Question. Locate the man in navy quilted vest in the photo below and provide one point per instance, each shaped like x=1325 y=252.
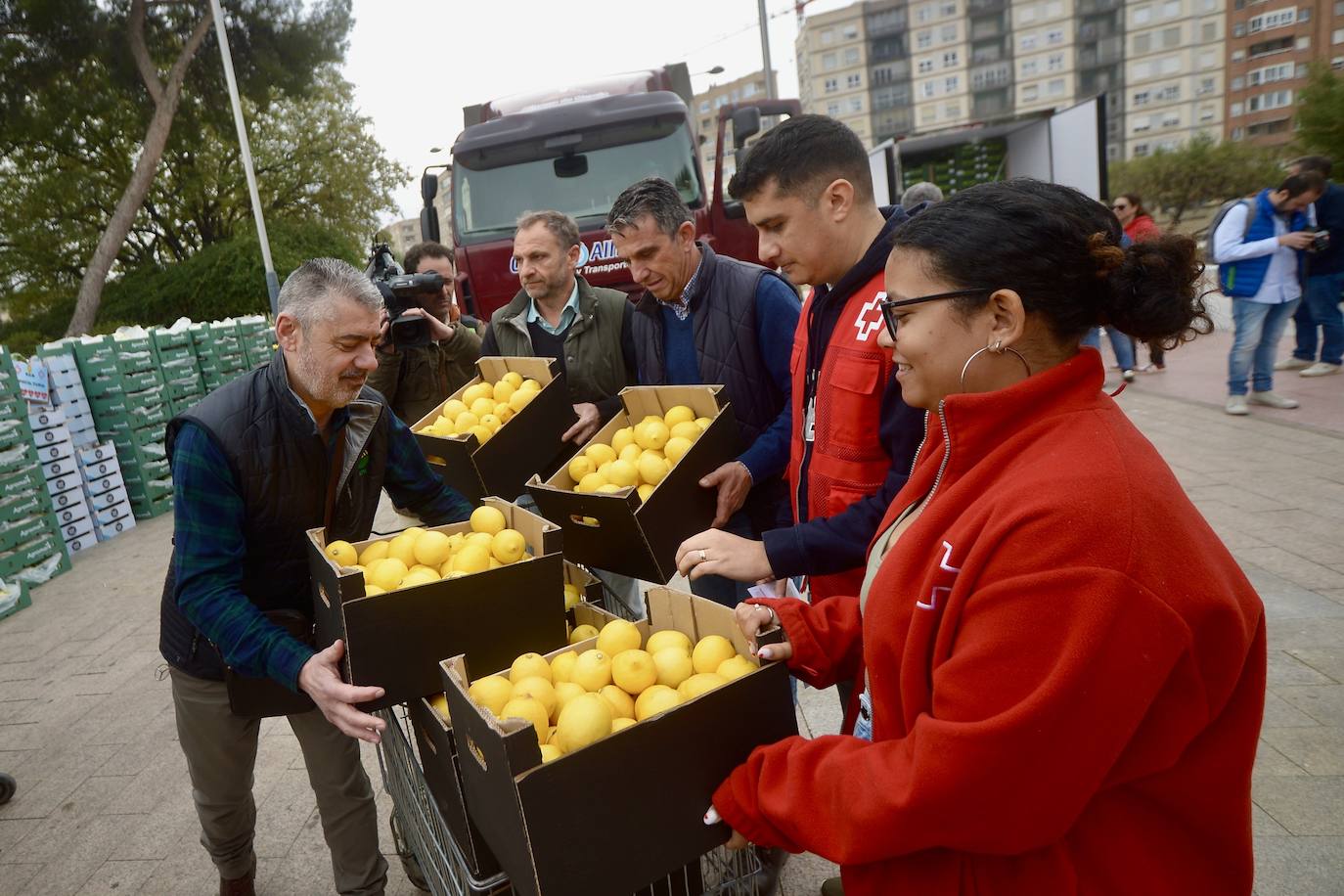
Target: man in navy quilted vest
x=711 y=319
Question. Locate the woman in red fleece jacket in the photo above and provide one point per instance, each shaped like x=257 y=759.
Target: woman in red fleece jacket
x=1064 y=666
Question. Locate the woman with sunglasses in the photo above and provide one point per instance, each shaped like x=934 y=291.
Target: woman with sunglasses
x=1063 y=666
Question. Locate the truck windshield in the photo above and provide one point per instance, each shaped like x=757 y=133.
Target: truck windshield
x=489 y=201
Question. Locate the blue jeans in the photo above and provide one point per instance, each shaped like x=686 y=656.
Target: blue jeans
x=1322 y=308
x=1258 y=330
x=1121 y=344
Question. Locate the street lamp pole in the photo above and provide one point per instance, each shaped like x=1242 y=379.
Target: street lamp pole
x=245 y=150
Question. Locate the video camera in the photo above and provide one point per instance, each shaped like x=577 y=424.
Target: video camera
x=399 y=294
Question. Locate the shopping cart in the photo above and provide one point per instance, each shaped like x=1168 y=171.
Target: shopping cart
x=434 y=863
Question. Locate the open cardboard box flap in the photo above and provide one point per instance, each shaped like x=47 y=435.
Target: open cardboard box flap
x=637 y=795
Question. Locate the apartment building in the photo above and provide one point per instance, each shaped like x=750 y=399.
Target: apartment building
x=1174 y=72
x=707 y=105
x=833 y=67
x=1269 y=49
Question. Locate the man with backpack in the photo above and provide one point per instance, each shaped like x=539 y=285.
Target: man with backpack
x=1260 y=247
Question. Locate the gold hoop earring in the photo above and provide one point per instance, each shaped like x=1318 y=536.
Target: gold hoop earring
x=998 y=348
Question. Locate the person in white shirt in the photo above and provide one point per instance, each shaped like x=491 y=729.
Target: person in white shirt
x=1260 y=250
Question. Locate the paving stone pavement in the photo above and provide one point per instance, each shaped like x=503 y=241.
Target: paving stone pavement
x=104 y=802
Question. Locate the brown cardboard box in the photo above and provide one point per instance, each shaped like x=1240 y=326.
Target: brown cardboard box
x=629 y=809
x=525 y=445
x=642 y=539
x=395 y=640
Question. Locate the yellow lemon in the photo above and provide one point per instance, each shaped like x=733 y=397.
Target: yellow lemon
x=488 y=518
x=470 y=559
x=403 y=548
x=654 y=700
x=600 y=454
x=633 y=670
x=674 y=666
x=343 y=553
x=509 y=546
x=689 y=431
x=530 y=711
x=581 y=467
x=621 y=702
x=386 y=574
x=562 y=665
x=584 y=720
x=491 y=692
x=566 y=691
x=668 y=639
x=528 y=665
x=592 y=670
x=590 y=482
x=710 y=651
x=679 y=414
x=652 y=434
x=520 y=399
x=700 y=683
x=376 y=551
x=676 y=449
x=653 y=469
x=621 y=438
x=736 y=668
x=539 y=690
x=431 y=548
x=617 y=636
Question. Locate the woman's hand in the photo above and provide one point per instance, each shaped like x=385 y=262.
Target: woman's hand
x=754 y=618
x=718 y=553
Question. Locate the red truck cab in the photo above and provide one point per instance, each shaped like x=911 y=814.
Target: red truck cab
x=574 y=151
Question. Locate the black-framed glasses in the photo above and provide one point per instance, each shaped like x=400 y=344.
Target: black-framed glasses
x=888 y=308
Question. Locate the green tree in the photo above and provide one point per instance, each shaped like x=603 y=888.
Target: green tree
x=1320 y=113
x=1196 y=172
x=94 y=94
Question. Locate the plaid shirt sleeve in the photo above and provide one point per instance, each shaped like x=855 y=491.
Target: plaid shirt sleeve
x=413 y=485
x=208 y=559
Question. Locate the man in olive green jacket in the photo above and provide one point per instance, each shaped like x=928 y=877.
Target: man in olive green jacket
x=558 y=315
x=417 y=381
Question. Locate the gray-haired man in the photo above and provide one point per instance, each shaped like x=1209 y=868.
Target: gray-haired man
x=558 y=315
x=284 y=449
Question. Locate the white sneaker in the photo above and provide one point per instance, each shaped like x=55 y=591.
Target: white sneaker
x=1271 y=399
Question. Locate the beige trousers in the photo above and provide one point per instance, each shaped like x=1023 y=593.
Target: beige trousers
x=221 y=755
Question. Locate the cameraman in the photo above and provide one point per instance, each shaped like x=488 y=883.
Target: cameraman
x=416 y=381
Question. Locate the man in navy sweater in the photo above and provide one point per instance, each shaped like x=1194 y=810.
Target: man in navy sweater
x=711 y=319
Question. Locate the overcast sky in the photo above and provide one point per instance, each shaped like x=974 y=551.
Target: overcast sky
x=416 y=64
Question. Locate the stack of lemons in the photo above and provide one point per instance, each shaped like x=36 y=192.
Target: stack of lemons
x=639 y=456
x=577 y=698
x=482 y=407
x=420 y=557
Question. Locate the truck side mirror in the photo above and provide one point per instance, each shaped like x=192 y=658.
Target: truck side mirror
x=746 y=124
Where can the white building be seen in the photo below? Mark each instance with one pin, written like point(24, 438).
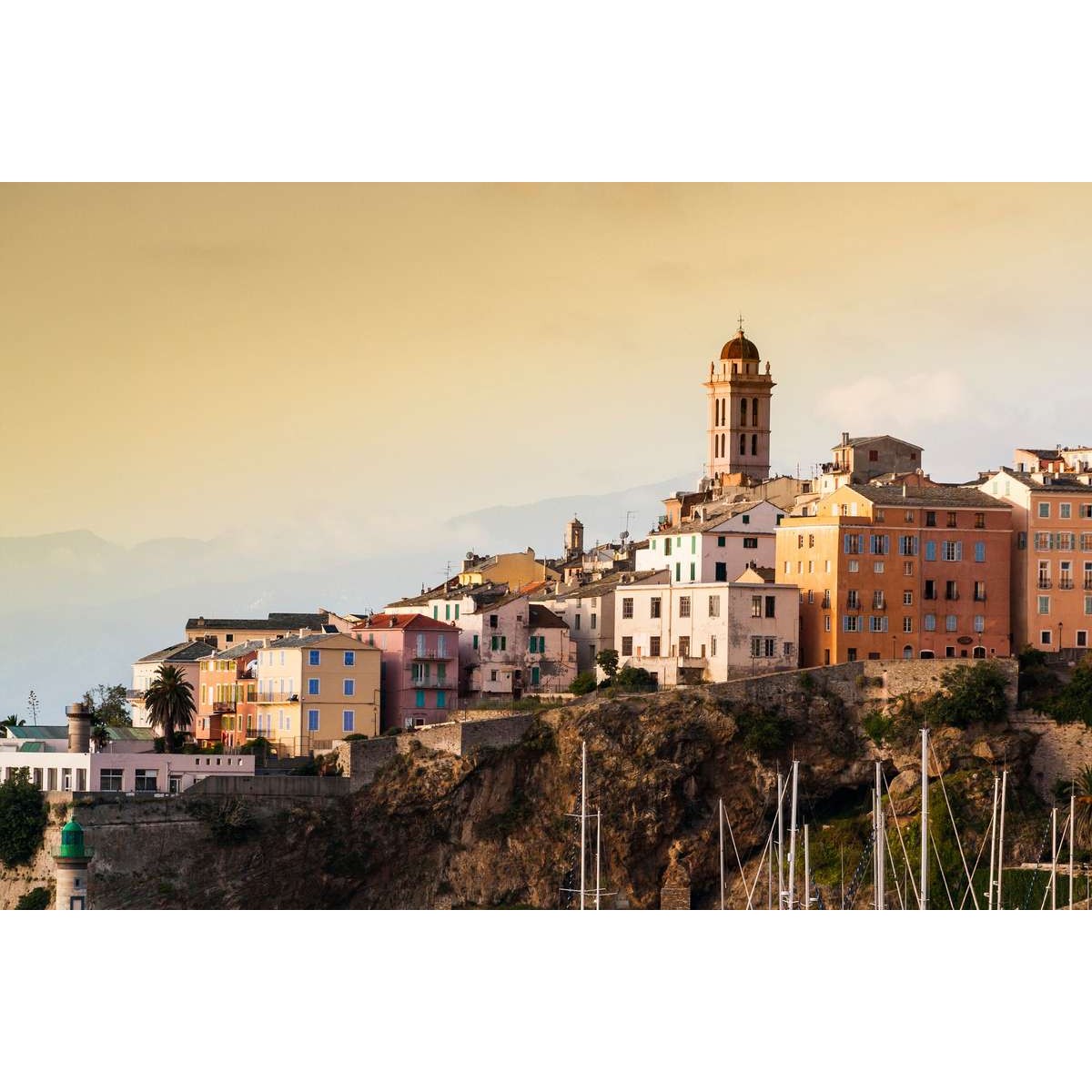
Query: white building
point(709, 632)
point(720, 541)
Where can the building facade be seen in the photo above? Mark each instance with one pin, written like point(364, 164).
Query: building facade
point(420, 667)
point(315, 689)
point(885, 573)
point(708, 632)
point(1051, 557)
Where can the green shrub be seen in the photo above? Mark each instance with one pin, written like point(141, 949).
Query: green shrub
point(970, 696)
point(38, 899)
point(23, 817)
point(584, 682)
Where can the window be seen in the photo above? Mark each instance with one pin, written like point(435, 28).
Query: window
point(147, 781)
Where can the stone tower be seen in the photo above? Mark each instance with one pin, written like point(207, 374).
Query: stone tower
point(738, 427)
point(72, 860)
point(573, 538)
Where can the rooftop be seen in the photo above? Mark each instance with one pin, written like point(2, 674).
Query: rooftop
point(184, 652)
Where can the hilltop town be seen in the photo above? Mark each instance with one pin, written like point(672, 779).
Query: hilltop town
point(748, 577)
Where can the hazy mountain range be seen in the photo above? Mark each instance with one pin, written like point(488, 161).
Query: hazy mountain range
point(76, 610)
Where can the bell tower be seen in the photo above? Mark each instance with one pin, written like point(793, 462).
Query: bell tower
point(738, 420)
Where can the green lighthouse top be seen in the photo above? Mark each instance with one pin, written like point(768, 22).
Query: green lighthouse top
point(72, 841)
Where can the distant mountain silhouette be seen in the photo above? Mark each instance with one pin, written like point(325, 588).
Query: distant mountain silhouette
point(76, 610)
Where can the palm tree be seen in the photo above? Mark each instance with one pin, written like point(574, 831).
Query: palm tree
point(10, 722)
point(169, 703)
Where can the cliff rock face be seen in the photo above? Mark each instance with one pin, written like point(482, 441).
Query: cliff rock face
point(496, 829)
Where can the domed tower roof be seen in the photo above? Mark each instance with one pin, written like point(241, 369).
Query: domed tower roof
point(71, 841)
point(740, 349)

Instructions to follow. When you reach the line containing "Query: green lighthouse top" in the data above, start copying exactly, and stop after the line containing "Where can the domed".

Task output.
Query: green lighthouse top
point(72, 841)
Where can the distant mountain silhouette be seen in the photo above? Mark each instance with one pin, written like point(325, 588).
Query: distant mountain silhouette
point(76, 610)
Where can the palm tree be seen in the photo above? Mark each instance with one pin, written like point(574, 831).
Query: palm tree
point(10, 722)
point(169, 703)
Where can the cliff rock face be seen in the photo above? Mark each instance with one pin, written like point(482, 441).
Query: cliff rock face
point(496, 829)
Where can the domed tower roof be seen in the photo above? Mark each instance with one pin, written like point(241, 369).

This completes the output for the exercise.